Stored data:
--- START ---

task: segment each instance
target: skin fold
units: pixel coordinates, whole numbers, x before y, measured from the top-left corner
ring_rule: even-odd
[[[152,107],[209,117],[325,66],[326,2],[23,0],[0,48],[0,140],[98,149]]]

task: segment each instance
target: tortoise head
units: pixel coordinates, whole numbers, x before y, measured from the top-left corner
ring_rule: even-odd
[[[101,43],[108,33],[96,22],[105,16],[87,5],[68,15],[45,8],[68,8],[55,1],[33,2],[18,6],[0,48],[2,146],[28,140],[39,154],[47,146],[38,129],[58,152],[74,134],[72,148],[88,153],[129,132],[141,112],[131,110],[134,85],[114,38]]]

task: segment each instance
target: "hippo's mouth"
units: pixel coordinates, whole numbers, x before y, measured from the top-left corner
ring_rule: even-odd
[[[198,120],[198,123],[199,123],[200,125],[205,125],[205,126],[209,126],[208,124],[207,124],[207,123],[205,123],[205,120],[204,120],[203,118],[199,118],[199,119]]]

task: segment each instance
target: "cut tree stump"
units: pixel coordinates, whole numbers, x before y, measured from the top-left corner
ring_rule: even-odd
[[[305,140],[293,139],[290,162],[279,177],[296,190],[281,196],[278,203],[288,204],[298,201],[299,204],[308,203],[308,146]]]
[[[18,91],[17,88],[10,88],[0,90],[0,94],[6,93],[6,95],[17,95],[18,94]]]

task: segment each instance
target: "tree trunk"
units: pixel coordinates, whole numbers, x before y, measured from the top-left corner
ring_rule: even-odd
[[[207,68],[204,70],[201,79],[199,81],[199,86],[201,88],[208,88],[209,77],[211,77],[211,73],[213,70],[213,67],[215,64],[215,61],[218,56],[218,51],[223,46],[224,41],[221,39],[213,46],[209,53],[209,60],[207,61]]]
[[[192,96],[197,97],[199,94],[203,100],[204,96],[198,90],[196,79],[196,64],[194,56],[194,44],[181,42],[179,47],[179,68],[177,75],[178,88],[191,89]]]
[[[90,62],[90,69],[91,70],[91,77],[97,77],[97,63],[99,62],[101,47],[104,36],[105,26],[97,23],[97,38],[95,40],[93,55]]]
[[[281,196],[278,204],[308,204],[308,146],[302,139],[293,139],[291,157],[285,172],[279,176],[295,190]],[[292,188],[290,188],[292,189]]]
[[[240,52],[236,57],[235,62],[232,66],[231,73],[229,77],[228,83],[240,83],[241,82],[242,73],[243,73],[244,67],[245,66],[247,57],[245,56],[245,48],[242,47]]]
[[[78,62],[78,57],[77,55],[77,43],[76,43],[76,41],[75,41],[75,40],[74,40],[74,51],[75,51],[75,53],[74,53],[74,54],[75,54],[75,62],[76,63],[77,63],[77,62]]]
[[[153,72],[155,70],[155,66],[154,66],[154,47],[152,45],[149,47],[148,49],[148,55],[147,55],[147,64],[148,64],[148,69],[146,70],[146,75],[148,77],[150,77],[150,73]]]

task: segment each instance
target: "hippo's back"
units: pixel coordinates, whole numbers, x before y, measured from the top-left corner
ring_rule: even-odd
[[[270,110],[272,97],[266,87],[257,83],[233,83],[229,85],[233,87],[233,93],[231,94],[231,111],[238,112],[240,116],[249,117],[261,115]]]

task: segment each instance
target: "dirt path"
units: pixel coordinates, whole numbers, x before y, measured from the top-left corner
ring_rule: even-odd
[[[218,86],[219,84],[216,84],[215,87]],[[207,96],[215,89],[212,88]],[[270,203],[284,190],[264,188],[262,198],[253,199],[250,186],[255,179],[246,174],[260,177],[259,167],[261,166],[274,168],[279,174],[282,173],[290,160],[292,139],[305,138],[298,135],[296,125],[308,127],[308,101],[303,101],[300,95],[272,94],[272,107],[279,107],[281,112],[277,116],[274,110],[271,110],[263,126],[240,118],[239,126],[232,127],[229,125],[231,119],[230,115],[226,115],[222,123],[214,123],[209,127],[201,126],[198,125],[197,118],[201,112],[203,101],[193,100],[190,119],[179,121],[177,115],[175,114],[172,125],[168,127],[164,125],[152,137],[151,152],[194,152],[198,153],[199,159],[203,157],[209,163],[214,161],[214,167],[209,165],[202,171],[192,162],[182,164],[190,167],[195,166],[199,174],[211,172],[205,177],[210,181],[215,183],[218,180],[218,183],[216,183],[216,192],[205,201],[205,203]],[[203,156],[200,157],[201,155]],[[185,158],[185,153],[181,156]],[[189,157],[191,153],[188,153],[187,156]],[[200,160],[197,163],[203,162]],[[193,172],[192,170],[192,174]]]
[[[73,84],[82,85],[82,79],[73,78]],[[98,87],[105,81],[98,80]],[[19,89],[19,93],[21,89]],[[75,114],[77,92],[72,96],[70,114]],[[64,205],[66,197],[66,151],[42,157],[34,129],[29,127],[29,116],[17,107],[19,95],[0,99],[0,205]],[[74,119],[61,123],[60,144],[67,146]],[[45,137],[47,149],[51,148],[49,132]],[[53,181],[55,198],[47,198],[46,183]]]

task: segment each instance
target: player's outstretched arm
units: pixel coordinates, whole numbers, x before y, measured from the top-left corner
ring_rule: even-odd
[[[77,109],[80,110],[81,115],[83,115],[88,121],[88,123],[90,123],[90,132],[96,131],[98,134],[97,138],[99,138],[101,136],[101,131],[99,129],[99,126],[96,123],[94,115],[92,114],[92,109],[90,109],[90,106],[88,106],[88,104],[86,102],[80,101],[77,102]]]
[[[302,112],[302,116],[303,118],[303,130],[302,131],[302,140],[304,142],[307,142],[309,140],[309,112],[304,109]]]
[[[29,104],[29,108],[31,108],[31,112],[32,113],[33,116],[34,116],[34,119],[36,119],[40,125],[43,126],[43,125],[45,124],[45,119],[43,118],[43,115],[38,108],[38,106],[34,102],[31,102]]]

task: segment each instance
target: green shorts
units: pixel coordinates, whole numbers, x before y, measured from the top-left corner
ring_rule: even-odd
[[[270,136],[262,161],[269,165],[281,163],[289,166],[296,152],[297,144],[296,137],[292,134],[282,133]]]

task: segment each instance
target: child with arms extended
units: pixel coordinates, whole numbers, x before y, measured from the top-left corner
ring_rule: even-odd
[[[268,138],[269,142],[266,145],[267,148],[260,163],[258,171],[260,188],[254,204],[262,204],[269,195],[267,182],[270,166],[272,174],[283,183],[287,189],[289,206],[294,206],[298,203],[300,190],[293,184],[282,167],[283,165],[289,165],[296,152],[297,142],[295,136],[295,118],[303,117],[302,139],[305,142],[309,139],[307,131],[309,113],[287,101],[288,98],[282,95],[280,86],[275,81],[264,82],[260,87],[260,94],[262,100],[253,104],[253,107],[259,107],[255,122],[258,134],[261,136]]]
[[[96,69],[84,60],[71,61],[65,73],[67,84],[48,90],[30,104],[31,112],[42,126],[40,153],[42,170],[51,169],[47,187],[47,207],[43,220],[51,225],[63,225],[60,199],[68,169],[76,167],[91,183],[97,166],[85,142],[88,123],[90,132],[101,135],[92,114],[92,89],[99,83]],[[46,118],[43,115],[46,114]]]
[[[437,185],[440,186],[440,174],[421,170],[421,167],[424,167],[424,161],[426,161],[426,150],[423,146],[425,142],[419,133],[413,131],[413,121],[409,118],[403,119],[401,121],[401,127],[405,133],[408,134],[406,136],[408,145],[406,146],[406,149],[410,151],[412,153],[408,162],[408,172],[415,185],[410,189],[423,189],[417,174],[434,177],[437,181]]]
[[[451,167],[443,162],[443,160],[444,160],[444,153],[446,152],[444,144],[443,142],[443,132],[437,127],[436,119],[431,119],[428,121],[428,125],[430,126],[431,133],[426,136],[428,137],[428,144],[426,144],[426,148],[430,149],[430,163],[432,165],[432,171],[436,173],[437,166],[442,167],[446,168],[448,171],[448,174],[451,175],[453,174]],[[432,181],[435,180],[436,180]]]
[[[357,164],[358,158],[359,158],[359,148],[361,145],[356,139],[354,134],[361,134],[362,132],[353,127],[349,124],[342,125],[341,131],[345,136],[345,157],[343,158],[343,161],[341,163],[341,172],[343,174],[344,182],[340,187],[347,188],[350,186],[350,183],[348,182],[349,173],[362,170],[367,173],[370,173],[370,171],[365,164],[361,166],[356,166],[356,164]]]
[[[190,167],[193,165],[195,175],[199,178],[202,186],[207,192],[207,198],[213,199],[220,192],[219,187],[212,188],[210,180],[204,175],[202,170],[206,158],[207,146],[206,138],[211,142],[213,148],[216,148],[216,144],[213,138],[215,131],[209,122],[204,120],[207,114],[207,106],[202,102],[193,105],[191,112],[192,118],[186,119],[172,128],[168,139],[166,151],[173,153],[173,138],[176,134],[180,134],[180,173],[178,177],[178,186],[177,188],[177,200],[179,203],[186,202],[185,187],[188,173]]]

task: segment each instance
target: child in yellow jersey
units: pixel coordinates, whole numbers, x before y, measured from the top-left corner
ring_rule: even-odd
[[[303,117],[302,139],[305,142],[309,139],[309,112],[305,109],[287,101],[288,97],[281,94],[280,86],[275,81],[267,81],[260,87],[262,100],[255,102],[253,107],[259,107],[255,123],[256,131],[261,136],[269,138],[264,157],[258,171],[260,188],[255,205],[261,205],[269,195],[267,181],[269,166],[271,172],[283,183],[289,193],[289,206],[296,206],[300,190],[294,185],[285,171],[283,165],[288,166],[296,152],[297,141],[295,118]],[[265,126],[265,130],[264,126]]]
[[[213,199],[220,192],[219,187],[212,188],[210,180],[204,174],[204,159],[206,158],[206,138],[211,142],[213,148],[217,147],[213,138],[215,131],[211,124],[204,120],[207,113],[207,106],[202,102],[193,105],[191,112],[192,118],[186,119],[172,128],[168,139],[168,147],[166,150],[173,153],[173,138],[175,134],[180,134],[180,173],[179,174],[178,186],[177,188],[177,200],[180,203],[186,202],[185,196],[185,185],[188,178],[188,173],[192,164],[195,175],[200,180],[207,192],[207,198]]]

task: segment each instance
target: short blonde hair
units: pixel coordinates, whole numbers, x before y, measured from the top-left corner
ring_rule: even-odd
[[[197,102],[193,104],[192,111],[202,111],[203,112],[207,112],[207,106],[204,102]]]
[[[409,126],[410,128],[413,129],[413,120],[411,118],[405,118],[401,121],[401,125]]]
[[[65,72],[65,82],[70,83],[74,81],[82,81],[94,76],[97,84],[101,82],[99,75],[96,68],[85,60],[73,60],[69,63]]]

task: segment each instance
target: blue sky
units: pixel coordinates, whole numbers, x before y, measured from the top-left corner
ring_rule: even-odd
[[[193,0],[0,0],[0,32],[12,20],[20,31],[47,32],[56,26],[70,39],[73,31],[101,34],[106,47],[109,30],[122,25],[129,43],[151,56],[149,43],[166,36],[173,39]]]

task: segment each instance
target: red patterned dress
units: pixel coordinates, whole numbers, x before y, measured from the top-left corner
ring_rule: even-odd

--- END ---

__TASK DETAILS__: Pick out and copy every line of the stored data above that contains the string "tree". Case counts.

__TASK RESULT__:
target: "cut tree stump"
target: "tree trunk"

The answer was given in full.